## GOAL OF THE EXERCISE
Find every line in the listing below that contains the string "viewBox", and copy each of those lines.

## RECORD LIST
________________________________________

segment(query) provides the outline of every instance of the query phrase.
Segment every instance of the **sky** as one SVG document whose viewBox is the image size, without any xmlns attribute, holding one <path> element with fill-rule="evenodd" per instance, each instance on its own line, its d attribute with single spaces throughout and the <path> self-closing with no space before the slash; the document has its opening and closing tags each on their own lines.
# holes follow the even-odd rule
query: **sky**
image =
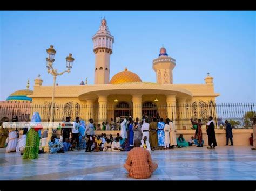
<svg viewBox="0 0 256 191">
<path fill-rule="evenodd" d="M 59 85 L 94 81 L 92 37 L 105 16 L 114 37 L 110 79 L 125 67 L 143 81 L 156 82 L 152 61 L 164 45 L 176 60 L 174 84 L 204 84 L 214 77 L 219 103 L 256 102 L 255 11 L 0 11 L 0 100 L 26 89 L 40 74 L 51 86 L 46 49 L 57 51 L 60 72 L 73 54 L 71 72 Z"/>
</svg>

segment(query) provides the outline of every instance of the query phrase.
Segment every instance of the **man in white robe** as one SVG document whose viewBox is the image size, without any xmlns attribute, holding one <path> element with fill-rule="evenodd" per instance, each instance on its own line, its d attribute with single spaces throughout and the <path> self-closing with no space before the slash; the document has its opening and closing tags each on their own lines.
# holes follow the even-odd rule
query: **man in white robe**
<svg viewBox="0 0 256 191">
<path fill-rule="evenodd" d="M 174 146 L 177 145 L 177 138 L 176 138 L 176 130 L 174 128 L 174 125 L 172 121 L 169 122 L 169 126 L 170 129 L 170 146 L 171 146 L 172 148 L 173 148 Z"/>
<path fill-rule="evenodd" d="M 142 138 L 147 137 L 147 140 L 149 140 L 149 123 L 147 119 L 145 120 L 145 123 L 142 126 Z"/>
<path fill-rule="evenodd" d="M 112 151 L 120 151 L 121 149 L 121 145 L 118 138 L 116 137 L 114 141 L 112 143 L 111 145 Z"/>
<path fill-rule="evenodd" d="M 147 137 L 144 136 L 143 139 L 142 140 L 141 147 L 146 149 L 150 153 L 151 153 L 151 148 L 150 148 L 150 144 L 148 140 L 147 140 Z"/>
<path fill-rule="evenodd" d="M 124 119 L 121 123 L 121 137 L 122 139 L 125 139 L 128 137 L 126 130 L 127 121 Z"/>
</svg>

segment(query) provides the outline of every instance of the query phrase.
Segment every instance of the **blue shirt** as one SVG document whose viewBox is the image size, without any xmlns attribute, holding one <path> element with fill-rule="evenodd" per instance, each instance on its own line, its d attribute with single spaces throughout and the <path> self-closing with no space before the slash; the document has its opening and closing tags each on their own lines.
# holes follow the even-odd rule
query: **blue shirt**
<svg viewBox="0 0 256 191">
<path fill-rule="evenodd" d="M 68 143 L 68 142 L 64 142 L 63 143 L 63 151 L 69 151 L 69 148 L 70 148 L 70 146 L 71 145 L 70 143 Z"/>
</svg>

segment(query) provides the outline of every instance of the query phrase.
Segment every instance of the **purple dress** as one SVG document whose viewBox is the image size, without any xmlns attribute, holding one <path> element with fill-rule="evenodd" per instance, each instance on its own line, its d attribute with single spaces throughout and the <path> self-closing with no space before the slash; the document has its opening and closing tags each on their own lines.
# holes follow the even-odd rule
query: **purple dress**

________________________________________

## TASK SOLUTION
Segment every instance of the **sky** as one SVG document whose viewBox is the image size, without any xmlns attribute, holding one <path> element with fill-rule="evenodd" per instance, each instance on its own line, its d attribute with single spaces throughout and the <path> self-closing with no space before the slash; the document has its opening and closing tags each on their own lines.
<svg viewBox="0 0 256 191">
Segment every instance of the **man in white robe** as one SVG document whose viewBox is the image size, without any xmlns attribute, holding one <path> element with fill-rule="evenodd" per instance, each instance on its own line, its d attribute with single spaces throughout and the <path> self-closing with no space before the slash; the document has its opening and closing tags each on their own lines.
<svg viewBox="0 0 256 191">
Segment every instance of the **blue shirt** as one SVG document whose viewBox is the image size, without any xmlns attribute, holding one <path> element with fill-rule="evenodd" per instance, each instance on its own line, its d attribute with single spaces throughout and the <path> self-closing with no space before the slash; the document has its opening and closing tags each on their own lines.
<svg viewBox="0 0 256 191">
Segment every instance of the **purple dress** as one SVG document whose viewBox is the image size, without any xmlns attribute, holding one <path> element with fill-rule="evenodd" per instance, each instance on its own line, its d attribute with single spaces throughout and the <path> self-closing with no space before the slash; the document has its opening and closing tags each on their own lines.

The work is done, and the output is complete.